**DESCRIPTION OF THE TASK:** Please copy out these entries with every "segment" swapped for "outline", leaving everything else untouched. Omit the pictures.

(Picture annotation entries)
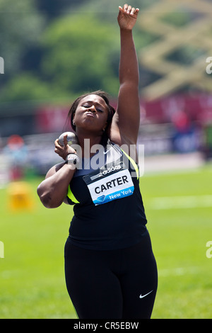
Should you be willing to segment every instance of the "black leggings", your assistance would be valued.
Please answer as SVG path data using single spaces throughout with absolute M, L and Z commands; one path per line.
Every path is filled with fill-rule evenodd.
M 79 319 L 151 316 L 158 273 L 148 234 L 126 249 L 94 251 L 66 242 L 67 290 Z

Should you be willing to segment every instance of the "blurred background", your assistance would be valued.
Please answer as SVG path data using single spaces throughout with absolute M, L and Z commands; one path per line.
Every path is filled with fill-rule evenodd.
M 211 230 L 209 209 L 212 199 L 212 74 L 210 74 L 210 61 L 206 61 L 212 57 L 212 1 L 134 0 L 131 4 L 140 9 L 134 28 L 140 68 L 141 120 L 139 143 L 144 145 L 145 149 L 143 186 L 147 190 L 149 216 L 153 217 L 153 210 L 156 209 L 153 208 L 155 201 L 153 201 L 155 196 L 167 198 L 171 192 L 172 196 L 180 195 L 182 198 L 185 196 L 191 198 L 194 193 L 196 201 L 191 199 L 192 206 L 193 205 L 196 209 L 204 208 L 204 212 L 208 210 L 206 218 L 208 219 L 207 235 Z M 23 228 L 27 230 L 28 215 L 25 210 L 19 213 L 18 207 L 30 209 L 33 206 L 37 207 L 34 208 L 33 215 L 40 222 L 42 218 L 45 220 L 49 218 L 48 214 L 56 218 L 57 214 L 61 216 L 61 212 L 64 214 L 68 212 L 68 208 L 64 208 L 61 209 L 65 210 L 59 210 L 59 213 L 45 213 L 45 208 L 40 208 L 37 202 L 35 192 L 47 171 L 60 162 L 54 152 L 54 142 L 59 134 L 70 129 L 66 117 L 71 103 L 85 91 L 101 89 L 110 94 L 112 103 L 114 107 L 116 106 L 119 90 L 119 32 L 117 23 L 119 5 L 123 6 L 124 3 L 120 3 L 119 0 L 0 1 L 0 57 L 2 58 L 0 64 L 0 195 L 3 220 L 1 227 L 0 225 L 0 241 L 5 244 L 8 239 L 8 244 L 5 245 L 5 254 L 7 254 L 4 259 L 0 259 L 0 274 L 6 283 L 4 298 L 1 299 L 1 304 L 4 304 L 4 312 L 1 312 L 3 317 L 33 316 L 32 313 L 27 315 L 26 310 L 26 312 L 20 310 L 14 315 L 11 310 L 12 303 L 8 300 L 10 295 L 17 296 L 20 287 L 20 284 L 16 286 L 14 284 L 13 289 L 11 288 L 13 291 L 10 290 L 11 278 L 14 276 L 11 266 L 16 261 L 16 247 L 10 247 L 11 243 L 16 244 L 19 252 L 23 252 L 23 257 L 25 253 L 25 249 L 20 249 L 20 242 L 16 235 L 11 235 L 14 232 L 11 221 L 17 218 L 20 225 L 23 223 Z M 177 185 L 174 184 L 174 180 L 172 184 L 165 176 L 164 172 L 168 171 L 170 176 L 170 172 L 179 171 L 185 174 L 180 179 L 177 178 L 178 174 L 177 177 L 173 176 Z M 192 171 L 193 175 L 194 172 L 199 171 L 200 177 L 195 174 L 190 179 Z M 157 178 L 158 173 L 159 178 Z M 154 192 L 157 186 L 163 188 L 167 182 L 170 185 L 167 192 L 161 191 L 159 194 Z M 192 188 L 194 184 L 196 184 L 196 192 Z M 180 191 L 178 188 L 179 184 Z M 200 194 L 204 198 L 207 196 L 202 201 L 199 197 L 199 200 L 196 199 L 201 186 Z M 150 188 L 151 192 L 148 191 Z M 188 188 L 191 190 L 189 193 Z M 6 199 L 11 205 L 8 208 L 6 208 Z M 181 200 L 184 203 L 178 202 L 179 209 L 184 205 L 183 198 Z M 186 204 L 184 208 L 190 209 L 192 201 L 188 204 L 187 200 L 187 205 Z M 199 205 L 199 202 L 203 203 Z M 160 202 L 160 207 L 161 205 Z M 170 205 L 173 208 L 173 203 Z M 12 209 L 15 210 L 15 215 L 10 215 Z M 161 221 L 164 222 L 166 218 L 167 220 L 172 220 L 172 213 L 169 213 L 168 215 L 161 215 Z M 158 211 L 155 213 L 158 215 Z M 203 219 L 202 211 L 197 213 L 195 210 L 191 215 L 193 222 L 194 215 L 201 216 Z M 199 220 L 196 228 L 198 223 Z M 45 235 L 42 225 L 40 232 Z M 54 227 L 57 235 L 59 225 Z M 33 232 L 35 232 L 37 225 L 33 226 Z M 63 237 L 66 235 L 68 226 L 69 223 L 66 223 Z M 190 227 L 189 225 L 189 230 Z M 47 230 L 46 235 L 48 235 Z M 15 234 L 16 232 L 15 228 Z M 30 229 L 27 235 L 28 237 L 30 235 L 31 244 L 33 241 L 37 244 L 37 239 L 30 238 Z M 210 238 L 209 235 L 208 238 Z M 156 239 L 157 236 L 153 230 L 153 238 Z M 23 235 L 20 237 L 23 244 L 25 237 Z M 37 237 L 40 239 L 39 233 Z M 204 237 L 201 239 L 199 247 L 203 253 L 205 244 L 209 240 Z M 45 240 L 43 242 L 45 243 Z M 160 250 L 158 251 L 159 258 L 160 255 L 162 257 Z M 195 252 L 195 249 L 194 251 Z M 176 250 L 176 255 L 177 252 Z M 179 252 L 177 253 L 179 255 Z M 205 255 L 203 254 L 201 258 L 205 259 Z M 8 258 L 7 261 L 6 256 Z M 40 255 L 36 258 L 38 262 Z M 30 260 L 29 259 L 31 264 L 28 265 L 33 266 Z M 59 256 L 59 262 L 61 260 Z M 169 275 L 162 261 L 163 274 Z M 206 262 L 208 265 L 208 259 Z M 185 266 L 187 264 L 184 263 Z M 4 269 L 2 265 L 6 267 Z M 195 265 L 194 267 L 202 265 L 202 261 L 200 260 L 199 266 Z M 182 264 L 179 266 L 181 269 Z M 177 271 L 177 267 L 173 266 L 170 269 L 171 275 L 180 276 L 179 271 L 185 273 L 184 269 Z M 194 269 L 190 270 L 189 274 L 193 274 Z M 18 271 L 16 267 L 16 271 Z M 176 274 L 173 273 L 175 271 Z M 205 276 L 206 272 L 204 274 Z M 43 283 L 42 281 L 42 286 Z M 208 283 L 207 280 L 206 286 L 209 286 L 211 292 L 211 284 Z M 47 285 L 49 286 L 49 283 Z M 38 290 L 36 288 L 33 290 L 33 297 L 38 299 Z M 28 302 L 30 293 L 29 291 L 24 296 Z M 60 291 L 57 295 L 59 294 Z M 50 291 L 49 295 L 52 295 Z M 198 293 L 197 296 L 199 297 Z M 24 302 L 20 298 L 20 302 Z M 42 298 L 45 303 L 46 298 L 43 294 L 39 299 Z M 184 306 L 187 306 L 189 301 L 184 302 Z M 206 302 L 208 308 L 210 301 L 207 300 Z M 40 303 L 39 304 L 40 306 Z M 53 306 L 52 303 L 51 306 Z M 49 309 L 52 309 L 51 306 Z M 185 312 L 179 309 L 166 315 L 158 310 L 155 317 L 181 317 Z M 69 311 L 66 310 L 65 313 L 66 311 L 69 314 Z M 191 312 L 185 315 L 201 317 L 199 311 L 197 312 L 199 314 Z M 42 317 L 41 313 L 40 310 L 37 315 Z M 46 317 L 51 317 L 49 313 L 50 310 Z M 211 315 L 207 312 L 203 313 L 204 317 Z M 54 316 L 63 317 L 57 312 Z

**CORRECT OUTPUT:**
Should you be willing to outline every instance of the "black leggings", your assistance would be valued.
Please answer as SVG path data using single spaces throughout with absolute M, L and Z commands; one path per line.
Every path is filled with fill-rule evenodd.
M 79 319 L 151 316 L 158 273 L 148 234 L 126 249 L 94 251 L 66 242 L 67 290 Z

Should you be willing to outline every instance of the "blurred background", your assistance would be valued.
Please answer as SVG path data using single spaces throughout with absolute M, L and Z commands; one path per line.
Every path is filled with fill-rule evenodd.
M 211 230 L 209 209 L 212 199 L 212 74 L 210 74 L 210 61 L 206 61 L 212 57 L 212 1 L 134 0 L 131 4 L 140 9 L 134 28 L 140 68 L 141 120 L 139 143 L 144 145 L 145 149 L 143 186 L 147 190 L 149 216 L 153 217 L 153 210 L 156 209 L 153 208 L 155 201 L 153 201 L 155 196 L 167 198 L 171 192 L 172 196 L 180 195 L 182 198 L 185 196 L 191 198 L 194 193 L 196 201 L 191 199 L 192 206 L 193 205 L 196 209 L 204 208 L 204 212 L 208 210 L 206 218 L 208 219 L 207 235 Z M 23 228 L 27 230 L 28 215 L 25 210 L 19 213 L 18 207 L 30 209 L 33 206 L 37 207 L 34 208 L 33 215 L 40 222 L 42 218 L 45 220 L 49 218 L 48 214 L 56 218 L 57 214 L 61 216 L 61 212 L 64 214 L 68 212 L 68 208 L 64 208 L 61 209 L 65 210 L 59 210 L 59 213 L 45 213 L 45 208 L 40 208 L 37 202 L 35 192 L 47 171 L 60 162 L 54 152 L 54 142 L 59 134 L 70 129 L 66 117 L 71 103 L 85 91 L 101 89 L 110 94 L 112 103 L 114 107 L 116 106 L 119 90 L 119 32 L 117 23 L 119 5 L 123 6 L 124 3 L 120 3 L 119 0 L 0 1 L 0 57 L 2 58 L 0 64 L 0 195 L 3 220 L 1 227 L 0 225 L 0 241 L 5 244 L 8 239 L 8 244 L 5 245 L 5 254 L 7 254 L 4 259 L 0 259 L 0 274 L 6 283 L 4 298 L 1 299 L 1 304 L 4 304 L 4 312 L 1 312 L 3 317 L 33 316 L 32 313 L 27 315 L 26 310 L 26 312 L 20 310 L 14 315 L 11 310 L 12 303 L 8 300 L 10 295 L 17 296 L 20 287 L 20 284 L 16 286 L 14 284 L 13 289 L 11 288 L 13 291 L 10 290 L 11 278 L 14 276 L 11 266 L 16 261 L 16 247 L 10 247 L 11 243 L 16 244 L 19 252 L 23 252 L 23 257 L 25 253 L 25 249 L 20 249 L 20 242 L 16 235 L 11 235 L 14 232 L 11 221 L 17 218 L 20 225 L 23 223 Z M 177 185 L 174 184 L 174 180 L 172 184 L 165 176 L 164 172 L 168 171 L 170 176 L 170 172 L 179 171 L 185 174 L 180 179 L 177 178 L 178 174 L 177 177 L 173 176 Z M 192 171 L 193 175 L 194 172 L 199 171 L 200 177 L 195 174 L 190 179 Z M 157 178 L 158 173 L 159 178 Z M 154 192 L 157 186 L 163 188 L 167 182 L 170 185 L 167 192 L 161 191 L 159 194 Z M 192 188 L 194 184 L 196 184 L 196 192 Z M 180 191 L 178 188 L 179 184 Z M 200 194 L 204 198 L 207 196 L 202 201 L 199 197 L 199 200 L 196 199 L 201 186 Z M 150 188 L 151 192 L 148 191 Z M 188 188 L 191 190 L 189 193 Z M 6 199 L 11 205 L 8 208 L 6 208 Z M 181 200 L 184 203 L 178 202 L 179 209 L 184 205 L 183 198 Z M 186 204 L 184 208 L 190 209 L 192 201 L 188 204 L 187 200 L 187 205 Z M 199 205 L 199 202 L 203 203 Z M 160 202 L 160 207 L 161 205 Z M 170 205 L 173 208 L 173 203 Z M 12 209 L 15 210 L 15 215 L 10 215 Z M 161 221 L 164 222 L 166 218 L 167 220 L 172 220 L 172 213 L 169 213 L 168 215 L 161 215 Z M 158 211 L 155 213 L 158 215 Z M 203 219 L 202 211 L 197 213 L 195 210 L 191 215 L 193 222 L 194 215 L 201 216 Z M 199 220 L 196 228 L 198 223 Z M 45 235 L 42 225 L 40 232 Z M 54 227 L 57 235 L 59 225 Z M 33 232 L 35 232 L 37 225 L 33 226 Z M 63 237 L 66 235 L 68 226 L 69 223 L 66 223 Z M 190 227 L 189 225 L 189 230 Z M 47 230 L 46 235 L 48 235 Z M 15 234 L 16 232 L 15 228 Z M 30 229 L 27 235 L 28 237 L 30 235 L 31 244 L 33 241 L 37 244 L 37 239 L 30 238 Z M 210 238 L 209 235 L 208 238 Z M 156 239 L 157 236 L 153 230 L 153 238 Z M 23 235 L 20 237 L 23 244 L 25 237 Z M 37 237 L 40 239 L 39 233 Z M 204 237 L 201 239 L 199 247 L 203 253 L 205 244 L 209 240 Z M 45 240 L 43 242 L 45 243 Z M 160 250 L 158 251 L 159 258 L 160 255 L 162 257 Z M 195 252 L 195 249 L 194 251 Z M 176 250 L 176 255 L 177 252 Z M 179 252 L 177 253 L 179 255 Z M 205 255 L 203 254 L 201 258 L 205 259 Z M 8 258 L 7 261 L 6 256 Z M 40 255 L 36 258 L 38 262 Z M 30 260 L 29 259 L 31 264 L 28 265 L 33 266 Z M 59 256 L 59 262 L 61 260 Z M 169 275 L 162 261 L 163 274 Z M 206 262 L 208 265 L 208 259 Z M 185 266 L 187 264 L 184 263 Z M 4 269 L 2 265 L 6 267 Z M 195 265 L 194 267 L 202 265 L 202 261 L 200 260 L 199 266 Z M 182 264 L 179 266 L 181 269 Z M 177 271 L 177 267 L 173 266 L 170 269 L 171 275 L 180 276 L 179 271 L 185 273 L 184 269 Z M 194 269 L 190 270 L 189 274 L 193 274 Z M 18 271 L 16 267 L 16 271 Z M 176 274 L 173 273 L 175 271 Z M 205 276 L 206 272 L 204 274 Z M 43 283 L 42 281 L 42 286 Z M 208 283 L 207 280 L 206 286 L 209 286 L 211 292 L 211 284 Z M 47 285 L 49 286 L 49 283 Z M 38 290 L 36 288 L 33 290 L 33 297 L 38 299 Z M 28 302 L 30 293 L 29 291 L 24 296 Z M 60 291 L 57 295 L 59 294 Z M 50 291 L 49 295 L 52 295 Z M 198 293 L 197 296 L 199 297 Z M 24 302 L 20 298 L 20 302 Z M 42 298 L 45 303 L 46 298 L 43 294 L 39 299 Z M 184 306 L 187 306 L 189 301 L 184 302 Z M 206 302 L 208 308 L 210 301 L 207 300 Z M 40 303 L 39 304 L 40 306 Z M 53 306 L 52 303 L 51 306 Z M 49 309 L 52 309 L 51 306 Z M 185 312 L 179 309 L 166 315 L 158 310 L 155 317 L 181 317 Z M 69 311 L 66 310 L 65 313 L 66 311 L 69 314 Z M 191 312 L 185 315 L 201 317 L 199 311 L 197 312 L 199 314 Z M 42 317 L 41 313 L 40 310 L 37 315 Z M 46 317 L 51 317 L 49 313 L 50 310 Z M 211 315 L 207 312 L 203 313 L 204 317 Z M 54 316 L 63 317 L 57 312 Z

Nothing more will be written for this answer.